That’s just what Outside Labs did for its Scape Athlete sunscreens. Company founder Nicolas Martens worked with a third party facility to develop his own methodology for Scape high-performance sunblocks. Outside Labs’ protocol featured much higher temperatures and more turbulent waters than those typically used in traditional sunscreen evaluations. Marten’s goal was to more accurately replicate the extreme conditions sunscreens are subjected to when applied to an athlete’s body.

BioScreen has also been enlisted to develop customer-specific protocols. In one recent study, a leading cosmetic/personal care company wanted to use unique ingredients to prove anti-aging effects of decreasing the appearance of fine lines and wrinkles and skin elasticity.

“The uniqueness was that the subjects had to be exposed to sunlight for a required length of time for the product to react to the UV light. This became a compliance issue to insure that the subjects were, in fact, exposing themselves to the sufficient amount of sunlight,” said Heuer.

To address those concerns, BioScreen developed a specific protocol and monitoring methods to insure that sufficient exposure to sunlight was maintained, according to the company.

Regulatory Issues
An ongoing issue in testing is the use of animals, an area that is affected by both regulatory bodies and even NGOs that help shape consumer sentiment. Recent European Union bans on testing finished cosmetic products and ingredients have changed the landscape for cosmetic and household product manufacturers—and buoyed the business of providers offering alternative methods.

“The future of testing is non-animal,” said Rich Ulmer, president and chief executive officer of InVitro International. The Irvine, CA-based company offers “tried and time-tested” non-animal testing, including the Irritection Assay System, a standardized, quantitative invitro test method that can be employed to detect, rank and predict the ocular and dermal irritation potential of cosmetics as well as consumer products, pharmaceuticals and chemical raw materials. Another weapon in InVitro’s arsenal is Corrositex, an invitro test that assigns UN Packing Groups and identifies non-corrosives.

These methods take the animal out of the process, but they are also quicker, which can lead to faster product development. Unlike animal testing that can take several months, Corrositex testing can provide a Packing Group determination in as little as three minutes and no longer than four hours, while Irritection Assay results can be expedited to 24 hours if necessary with regular service for completed reports in five to seven working days, according to Ulmer.

The Economy’s Impact
The economy has been in the doldrums since late 2008 and that has had a profound affect on most companies in the household and personal care space, including aspects that relate to product testing. Many marketers are doing less with more at a time when the risks seem greater when it comes to new product launches.

Industry executives noted the impact this strategy has had on their customers’ businesses.

Data section ▸
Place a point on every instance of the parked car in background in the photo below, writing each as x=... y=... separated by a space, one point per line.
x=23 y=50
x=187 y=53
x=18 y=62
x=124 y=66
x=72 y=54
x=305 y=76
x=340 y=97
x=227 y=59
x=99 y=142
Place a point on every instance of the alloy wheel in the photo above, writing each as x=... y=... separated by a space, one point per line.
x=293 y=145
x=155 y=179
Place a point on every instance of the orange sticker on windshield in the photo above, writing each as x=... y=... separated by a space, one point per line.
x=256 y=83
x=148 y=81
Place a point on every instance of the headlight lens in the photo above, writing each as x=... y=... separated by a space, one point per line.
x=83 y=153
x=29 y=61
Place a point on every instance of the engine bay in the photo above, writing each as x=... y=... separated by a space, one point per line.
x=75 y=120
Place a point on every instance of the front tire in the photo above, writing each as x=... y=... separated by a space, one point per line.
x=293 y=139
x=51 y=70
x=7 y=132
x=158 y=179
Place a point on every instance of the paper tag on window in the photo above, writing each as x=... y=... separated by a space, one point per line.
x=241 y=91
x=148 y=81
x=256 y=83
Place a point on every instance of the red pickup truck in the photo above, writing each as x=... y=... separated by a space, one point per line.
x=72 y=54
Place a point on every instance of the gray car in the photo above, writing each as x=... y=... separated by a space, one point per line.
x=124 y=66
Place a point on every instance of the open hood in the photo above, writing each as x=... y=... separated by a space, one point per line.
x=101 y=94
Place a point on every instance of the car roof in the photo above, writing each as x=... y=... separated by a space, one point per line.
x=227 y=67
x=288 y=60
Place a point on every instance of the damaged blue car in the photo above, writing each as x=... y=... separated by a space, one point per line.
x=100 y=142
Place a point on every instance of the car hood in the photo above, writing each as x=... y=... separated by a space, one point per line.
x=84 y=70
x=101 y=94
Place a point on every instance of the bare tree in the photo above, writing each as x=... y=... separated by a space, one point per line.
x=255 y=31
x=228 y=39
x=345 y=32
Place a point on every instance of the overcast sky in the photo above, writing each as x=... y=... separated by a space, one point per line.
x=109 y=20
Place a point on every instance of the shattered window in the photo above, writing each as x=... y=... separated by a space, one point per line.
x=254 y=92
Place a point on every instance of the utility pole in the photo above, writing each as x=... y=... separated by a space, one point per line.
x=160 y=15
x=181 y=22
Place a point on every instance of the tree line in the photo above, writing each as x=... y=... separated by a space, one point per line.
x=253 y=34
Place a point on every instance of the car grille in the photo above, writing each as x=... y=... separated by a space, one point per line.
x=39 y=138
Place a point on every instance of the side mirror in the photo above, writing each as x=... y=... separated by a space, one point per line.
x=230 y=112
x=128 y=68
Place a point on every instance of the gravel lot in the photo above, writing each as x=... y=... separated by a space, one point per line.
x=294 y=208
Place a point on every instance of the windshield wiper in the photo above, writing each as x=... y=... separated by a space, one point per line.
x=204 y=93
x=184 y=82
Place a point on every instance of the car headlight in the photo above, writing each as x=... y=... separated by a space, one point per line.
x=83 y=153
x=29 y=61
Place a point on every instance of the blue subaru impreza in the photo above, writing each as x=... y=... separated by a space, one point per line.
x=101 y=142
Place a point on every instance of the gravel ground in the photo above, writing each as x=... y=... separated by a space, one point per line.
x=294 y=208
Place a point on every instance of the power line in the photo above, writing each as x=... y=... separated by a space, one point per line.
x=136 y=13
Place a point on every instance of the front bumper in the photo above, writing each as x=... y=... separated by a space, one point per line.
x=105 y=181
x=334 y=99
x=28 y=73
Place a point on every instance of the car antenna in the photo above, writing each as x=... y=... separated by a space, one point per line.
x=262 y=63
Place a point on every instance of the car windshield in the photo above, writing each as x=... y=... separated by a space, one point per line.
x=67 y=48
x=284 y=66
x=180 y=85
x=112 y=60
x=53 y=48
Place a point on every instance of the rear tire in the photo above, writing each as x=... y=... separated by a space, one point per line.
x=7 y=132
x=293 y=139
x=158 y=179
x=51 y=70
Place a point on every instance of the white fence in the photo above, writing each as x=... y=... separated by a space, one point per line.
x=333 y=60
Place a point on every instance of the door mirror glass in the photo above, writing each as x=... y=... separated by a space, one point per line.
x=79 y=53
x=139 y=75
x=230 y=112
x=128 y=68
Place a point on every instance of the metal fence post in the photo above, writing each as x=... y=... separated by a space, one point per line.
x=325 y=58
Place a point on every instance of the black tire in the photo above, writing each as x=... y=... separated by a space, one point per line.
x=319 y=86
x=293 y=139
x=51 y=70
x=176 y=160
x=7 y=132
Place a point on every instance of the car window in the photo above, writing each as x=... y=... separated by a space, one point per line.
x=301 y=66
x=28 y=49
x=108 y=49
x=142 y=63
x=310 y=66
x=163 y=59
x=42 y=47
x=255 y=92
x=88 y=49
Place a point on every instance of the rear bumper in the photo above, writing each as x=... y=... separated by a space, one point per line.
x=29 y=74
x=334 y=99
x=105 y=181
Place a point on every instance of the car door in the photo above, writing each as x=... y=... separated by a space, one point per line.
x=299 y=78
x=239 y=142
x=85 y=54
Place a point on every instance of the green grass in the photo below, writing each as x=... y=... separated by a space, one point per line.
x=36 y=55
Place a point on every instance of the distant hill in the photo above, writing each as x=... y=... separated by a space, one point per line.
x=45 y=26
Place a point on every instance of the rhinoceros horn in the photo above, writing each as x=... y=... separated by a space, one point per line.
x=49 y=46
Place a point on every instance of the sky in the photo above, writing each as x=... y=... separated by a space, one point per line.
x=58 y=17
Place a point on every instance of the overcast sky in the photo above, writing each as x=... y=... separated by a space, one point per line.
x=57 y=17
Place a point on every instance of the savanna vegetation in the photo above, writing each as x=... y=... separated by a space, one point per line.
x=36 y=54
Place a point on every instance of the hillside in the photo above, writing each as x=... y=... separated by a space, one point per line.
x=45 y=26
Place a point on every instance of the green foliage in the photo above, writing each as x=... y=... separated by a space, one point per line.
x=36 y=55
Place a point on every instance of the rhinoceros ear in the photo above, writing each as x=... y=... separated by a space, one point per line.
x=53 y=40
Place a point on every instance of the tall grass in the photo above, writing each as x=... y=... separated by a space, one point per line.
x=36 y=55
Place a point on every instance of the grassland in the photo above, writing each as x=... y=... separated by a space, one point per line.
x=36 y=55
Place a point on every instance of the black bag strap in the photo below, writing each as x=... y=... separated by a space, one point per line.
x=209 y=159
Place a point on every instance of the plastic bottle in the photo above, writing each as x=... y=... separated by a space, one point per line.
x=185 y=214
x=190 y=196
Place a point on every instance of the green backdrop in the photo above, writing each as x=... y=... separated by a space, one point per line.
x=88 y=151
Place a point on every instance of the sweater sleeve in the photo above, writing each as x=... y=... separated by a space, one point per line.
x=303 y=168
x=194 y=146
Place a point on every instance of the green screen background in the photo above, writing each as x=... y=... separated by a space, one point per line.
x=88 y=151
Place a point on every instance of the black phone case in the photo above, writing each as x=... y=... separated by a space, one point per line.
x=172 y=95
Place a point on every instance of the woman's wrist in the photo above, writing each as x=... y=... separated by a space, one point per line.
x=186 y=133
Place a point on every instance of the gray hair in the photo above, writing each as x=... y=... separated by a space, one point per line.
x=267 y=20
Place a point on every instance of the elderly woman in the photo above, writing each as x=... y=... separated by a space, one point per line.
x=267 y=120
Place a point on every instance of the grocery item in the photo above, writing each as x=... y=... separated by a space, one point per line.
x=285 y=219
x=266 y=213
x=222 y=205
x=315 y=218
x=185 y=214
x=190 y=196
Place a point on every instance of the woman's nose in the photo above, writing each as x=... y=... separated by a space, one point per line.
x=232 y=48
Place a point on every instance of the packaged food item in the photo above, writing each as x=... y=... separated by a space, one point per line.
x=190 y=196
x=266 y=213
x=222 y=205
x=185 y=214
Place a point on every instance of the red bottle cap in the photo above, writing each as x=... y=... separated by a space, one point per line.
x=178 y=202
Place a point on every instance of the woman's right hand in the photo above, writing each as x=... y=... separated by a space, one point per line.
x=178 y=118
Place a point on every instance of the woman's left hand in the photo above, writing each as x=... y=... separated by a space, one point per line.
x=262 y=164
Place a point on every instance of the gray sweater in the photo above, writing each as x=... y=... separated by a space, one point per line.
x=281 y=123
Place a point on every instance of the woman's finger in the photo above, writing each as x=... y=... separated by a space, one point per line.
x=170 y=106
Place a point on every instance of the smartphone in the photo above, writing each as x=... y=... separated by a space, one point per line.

* * *

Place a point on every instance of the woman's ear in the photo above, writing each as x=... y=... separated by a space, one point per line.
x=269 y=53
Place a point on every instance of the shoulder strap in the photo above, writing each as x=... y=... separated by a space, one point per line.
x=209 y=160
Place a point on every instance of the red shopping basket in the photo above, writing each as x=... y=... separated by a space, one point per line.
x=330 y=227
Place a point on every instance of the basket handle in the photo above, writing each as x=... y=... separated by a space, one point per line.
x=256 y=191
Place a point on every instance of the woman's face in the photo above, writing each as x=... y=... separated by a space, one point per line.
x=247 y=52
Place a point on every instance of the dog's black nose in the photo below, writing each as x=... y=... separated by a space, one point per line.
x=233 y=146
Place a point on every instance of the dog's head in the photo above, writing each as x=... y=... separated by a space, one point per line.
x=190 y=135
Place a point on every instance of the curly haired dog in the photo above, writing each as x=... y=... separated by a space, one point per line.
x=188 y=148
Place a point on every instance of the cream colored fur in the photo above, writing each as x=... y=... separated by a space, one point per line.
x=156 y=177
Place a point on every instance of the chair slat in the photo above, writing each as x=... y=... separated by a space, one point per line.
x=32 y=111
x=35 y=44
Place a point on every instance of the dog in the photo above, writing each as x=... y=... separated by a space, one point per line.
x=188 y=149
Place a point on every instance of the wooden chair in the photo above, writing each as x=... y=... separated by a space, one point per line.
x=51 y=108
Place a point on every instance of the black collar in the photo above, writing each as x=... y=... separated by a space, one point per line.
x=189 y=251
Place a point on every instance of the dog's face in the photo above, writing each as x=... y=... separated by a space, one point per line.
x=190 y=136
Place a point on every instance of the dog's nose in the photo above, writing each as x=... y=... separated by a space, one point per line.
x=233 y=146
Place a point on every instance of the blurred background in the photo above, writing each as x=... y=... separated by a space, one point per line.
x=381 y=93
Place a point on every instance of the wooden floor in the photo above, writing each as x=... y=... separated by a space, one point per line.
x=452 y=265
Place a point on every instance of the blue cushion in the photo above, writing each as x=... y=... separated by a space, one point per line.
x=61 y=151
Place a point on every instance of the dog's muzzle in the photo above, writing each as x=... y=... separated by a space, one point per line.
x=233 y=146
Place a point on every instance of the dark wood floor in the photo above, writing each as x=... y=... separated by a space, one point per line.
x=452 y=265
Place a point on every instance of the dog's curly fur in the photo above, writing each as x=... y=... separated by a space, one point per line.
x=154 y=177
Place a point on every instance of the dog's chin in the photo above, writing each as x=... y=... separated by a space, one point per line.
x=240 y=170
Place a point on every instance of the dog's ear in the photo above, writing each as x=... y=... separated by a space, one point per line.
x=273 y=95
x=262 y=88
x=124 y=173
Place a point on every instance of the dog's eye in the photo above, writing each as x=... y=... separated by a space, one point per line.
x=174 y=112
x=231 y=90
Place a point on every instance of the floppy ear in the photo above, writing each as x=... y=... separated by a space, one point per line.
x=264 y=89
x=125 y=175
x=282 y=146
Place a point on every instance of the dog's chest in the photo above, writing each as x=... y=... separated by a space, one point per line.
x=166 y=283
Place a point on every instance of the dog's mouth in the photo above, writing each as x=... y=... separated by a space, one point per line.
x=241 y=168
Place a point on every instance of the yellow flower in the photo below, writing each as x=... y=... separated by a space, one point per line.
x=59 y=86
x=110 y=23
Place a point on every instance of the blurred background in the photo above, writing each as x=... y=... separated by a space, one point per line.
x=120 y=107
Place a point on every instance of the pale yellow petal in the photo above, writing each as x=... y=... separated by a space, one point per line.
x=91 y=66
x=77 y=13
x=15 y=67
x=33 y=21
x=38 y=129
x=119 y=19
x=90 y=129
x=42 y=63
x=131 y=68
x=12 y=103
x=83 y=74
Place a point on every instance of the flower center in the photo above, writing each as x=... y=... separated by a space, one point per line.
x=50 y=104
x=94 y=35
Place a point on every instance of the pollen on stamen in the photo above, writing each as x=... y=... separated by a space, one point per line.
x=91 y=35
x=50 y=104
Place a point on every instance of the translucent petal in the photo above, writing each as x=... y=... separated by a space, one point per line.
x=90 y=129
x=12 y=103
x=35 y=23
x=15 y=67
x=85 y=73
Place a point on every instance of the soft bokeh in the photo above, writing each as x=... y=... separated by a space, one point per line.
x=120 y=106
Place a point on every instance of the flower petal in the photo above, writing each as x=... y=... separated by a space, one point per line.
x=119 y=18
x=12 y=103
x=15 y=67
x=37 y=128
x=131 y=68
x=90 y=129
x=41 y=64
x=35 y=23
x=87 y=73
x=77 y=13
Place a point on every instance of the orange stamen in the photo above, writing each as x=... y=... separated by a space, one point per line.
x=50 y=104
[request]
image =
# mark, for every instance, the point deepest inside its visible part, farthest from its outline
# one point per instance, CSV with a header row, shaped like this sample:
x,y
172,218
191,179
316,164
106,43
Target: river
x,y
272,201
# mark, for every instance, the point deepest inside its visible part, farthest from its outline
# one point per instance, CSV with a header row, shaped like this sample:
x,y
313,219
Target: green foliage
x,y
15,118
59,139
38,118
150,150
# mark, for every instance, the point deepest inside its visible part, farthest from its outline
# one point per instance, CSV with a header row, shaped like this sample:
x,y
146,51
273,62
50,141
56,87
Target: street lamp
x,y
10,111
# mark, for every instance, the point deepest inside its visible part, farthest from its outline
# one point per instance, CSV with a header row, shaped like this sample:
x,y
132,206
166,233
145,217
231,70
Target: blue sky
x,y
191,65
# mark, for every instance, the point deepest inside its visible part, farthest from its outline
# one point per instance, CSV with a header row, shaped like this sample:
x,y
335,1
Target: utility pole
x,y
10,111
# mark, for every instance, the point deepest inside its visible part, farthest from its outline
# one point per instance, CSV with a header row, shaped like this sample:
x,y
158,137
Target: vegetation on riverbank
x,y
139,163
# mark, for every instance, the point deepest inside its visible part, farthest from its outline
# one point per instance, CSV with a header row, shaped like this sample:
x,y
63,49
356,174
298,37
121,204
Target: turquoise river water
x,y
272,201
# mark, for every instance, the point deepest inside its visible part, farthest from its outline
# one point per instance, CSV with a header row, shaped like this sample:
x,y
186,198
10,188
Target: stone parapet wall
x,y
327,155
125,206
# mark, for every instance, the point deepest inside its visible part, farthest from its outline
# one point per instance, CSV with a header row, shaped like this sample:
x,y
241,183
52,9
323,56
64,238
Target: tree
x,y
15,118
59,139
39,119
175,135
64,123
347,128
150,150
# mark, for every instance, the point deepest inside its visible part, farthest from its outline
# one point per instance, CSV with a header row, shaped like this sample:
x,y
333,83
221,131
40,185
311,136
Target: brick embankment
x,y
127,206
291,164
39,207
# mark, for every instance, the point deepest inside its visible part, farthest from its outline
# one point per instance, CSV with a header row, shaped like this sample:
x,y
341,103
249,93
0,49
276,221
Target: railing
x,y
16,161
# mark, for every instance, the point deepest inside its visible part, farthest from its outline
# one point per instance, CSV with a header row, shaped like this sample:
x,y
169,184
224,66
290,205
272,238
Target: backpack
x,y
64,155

--

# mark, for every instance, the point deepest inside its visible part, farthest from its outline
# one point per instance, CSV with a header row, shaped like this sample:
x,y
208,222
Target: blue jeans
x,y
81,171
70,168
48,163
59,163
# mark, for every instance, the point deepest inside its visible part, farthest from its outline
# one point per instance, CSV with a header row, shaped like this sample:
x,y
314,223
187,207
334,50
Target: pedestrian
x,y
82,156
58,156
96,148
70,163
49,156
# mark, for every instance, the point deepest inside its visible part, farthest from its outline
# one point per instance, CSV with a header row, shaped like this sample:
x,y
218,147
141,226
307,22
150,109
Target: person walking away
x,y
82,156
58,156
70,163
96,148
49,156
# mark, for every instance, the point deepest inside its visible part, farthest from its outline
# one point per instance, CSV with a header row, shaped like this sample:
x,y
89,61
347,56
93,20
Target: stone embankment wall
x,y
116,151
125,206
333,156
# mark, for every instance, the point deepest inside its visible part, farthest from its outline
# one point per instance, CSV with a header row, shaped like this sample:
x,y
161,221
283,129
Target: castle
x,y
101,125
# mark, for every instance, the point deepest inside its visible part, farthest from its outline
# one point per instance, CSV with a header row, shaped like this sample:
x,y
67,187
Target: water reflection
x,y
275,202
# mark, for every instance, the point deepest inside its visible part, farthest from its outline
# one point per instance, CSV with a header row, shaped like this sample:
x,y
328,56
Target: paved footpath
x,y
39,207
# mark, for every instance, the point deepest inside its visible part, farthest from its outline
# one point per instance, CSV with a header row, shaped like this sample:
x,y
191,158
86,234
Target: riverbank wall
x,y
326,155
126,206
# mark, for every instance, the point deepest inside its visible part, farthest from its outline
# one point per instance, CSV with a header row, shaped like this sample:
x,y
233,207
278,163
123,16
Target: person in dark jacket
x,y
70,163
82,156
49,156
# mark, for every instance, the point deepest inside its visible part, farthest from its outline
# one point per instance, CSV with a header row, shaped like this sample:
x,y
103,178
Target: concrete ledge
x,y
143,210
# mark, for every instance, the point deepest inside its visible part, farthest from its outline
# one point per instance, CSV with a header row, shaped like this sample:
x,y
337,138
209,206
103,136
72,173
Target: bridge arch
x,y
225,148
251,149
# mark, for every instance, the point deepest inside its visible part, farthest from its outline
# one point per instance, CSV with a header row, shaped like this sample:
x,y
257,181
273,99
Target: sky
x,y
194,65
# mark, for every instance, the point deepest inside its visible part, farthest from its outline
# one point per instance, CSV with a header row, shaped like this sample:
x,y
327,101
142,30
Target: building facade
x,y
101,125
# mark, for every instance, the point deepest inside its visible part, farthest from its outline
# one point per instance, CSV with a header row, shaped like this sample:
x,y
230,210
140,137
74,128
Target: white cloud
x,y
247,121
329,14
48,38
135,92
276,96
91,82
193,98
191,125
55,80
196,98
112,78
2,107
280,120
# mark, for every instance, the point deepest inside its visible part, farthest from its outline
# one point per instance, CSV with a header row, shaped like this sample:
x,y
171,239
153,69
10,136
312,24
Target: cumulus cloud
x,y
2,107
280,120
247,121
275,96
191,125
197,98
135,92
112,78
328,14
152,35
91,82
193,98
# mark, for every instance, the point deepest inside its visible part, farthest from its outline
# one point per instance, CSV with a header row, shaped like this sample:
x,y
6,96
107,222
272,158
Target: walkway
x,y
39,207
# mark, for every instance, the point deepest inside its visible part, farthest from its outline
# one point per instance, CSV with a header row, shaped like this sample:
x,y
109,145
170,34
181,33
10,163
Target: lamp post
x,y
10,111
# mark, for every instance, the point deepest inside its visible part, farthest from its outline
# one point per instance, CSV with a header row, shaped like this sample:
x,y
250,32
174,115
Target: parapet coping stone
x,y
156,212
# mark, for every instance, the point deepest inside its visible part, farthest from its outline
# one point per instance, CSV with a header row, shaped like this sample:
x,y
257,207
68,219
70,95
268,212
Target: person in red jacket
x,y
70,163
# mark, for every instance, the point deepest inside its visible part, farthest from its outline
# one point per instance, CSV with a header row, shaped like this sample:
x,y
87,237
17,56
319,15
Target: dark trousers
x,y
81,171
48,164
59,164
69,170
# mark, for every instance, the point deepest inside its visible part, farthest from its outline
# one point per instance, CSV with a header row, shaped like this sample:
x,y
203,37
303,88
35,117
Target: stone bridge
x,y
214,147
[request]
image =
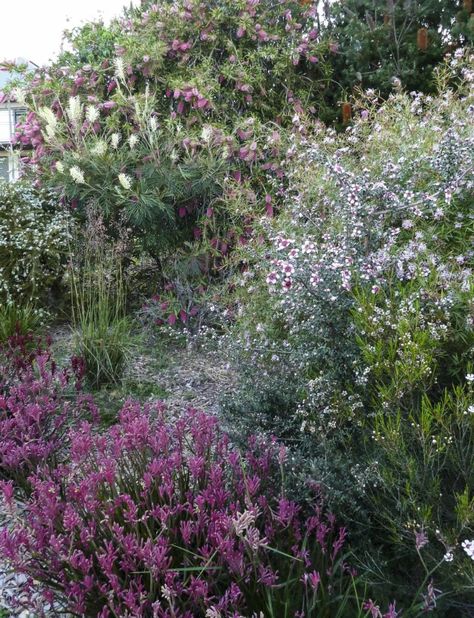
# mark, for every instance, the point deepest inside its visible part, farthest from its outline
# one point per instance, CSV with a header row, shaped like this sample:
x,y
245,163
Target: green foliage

Problem to solve ▸ Can you reproduce, word for word, the section of the product-testing article above that opens with the words containing "These methods take" and closes with "new product launches."?

Reply to the exercise ▸
These methods take the animal out of the process, but they are also quicker, which can lead to faster product development. Unlike animal testing that can take several months, Corrositex testing can provide a Packing Group determination in as little as three minutes and no longer than four hours, while Irritection Assay results can be expedited to 24 hours if necessary with regular service for completed reports in five to seven working days, according to Ulmer.

The Economy’s Impact
The economy has been in the doldrums since late 2008 and that has had a profound affect on most companies in the household and personal care space, including aspects that relate to product testing. Many marketers are doing less with more at a time when the risks seem greater when it comes to new product launches.